#### Set task
Please arrange the stretch from the line containing "Expected output, for every instance of the farm" through the end of the rows as a numbered list, leaving out blank lines and any pictures.

#### Data rows
^^^^^^^^

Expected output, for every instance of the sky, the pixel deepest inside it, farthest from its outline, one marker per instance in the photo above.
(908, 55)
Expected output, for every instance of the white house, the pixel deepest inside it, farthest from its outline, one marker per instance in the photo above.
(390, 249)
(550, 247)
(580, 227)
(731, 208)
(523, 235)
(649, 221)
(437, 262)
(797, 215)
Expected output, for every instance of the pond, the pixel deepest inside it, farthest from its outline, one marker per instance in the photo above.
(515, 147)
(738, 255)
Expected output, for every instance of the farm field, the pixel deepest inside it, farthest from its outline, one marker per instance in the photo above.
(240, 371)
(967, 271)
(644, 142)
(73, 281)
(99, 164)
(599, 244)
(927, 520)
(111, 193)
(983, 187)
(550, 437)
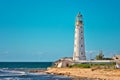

^^^^^^^^

#### Worked solution
1. Expected output, for every instance of the farm field, the pixel deepest inside it, farthest from its outline, one marker per instance in the photo above.
2. (240, 371)
3. (967, 271)
4. (644, 142)
5. (73, 281)
6. (99, 164)
7. (599, 244)
8. (927, 520)
9. (111, 193)
10. (983, 187)
11. (550, 437)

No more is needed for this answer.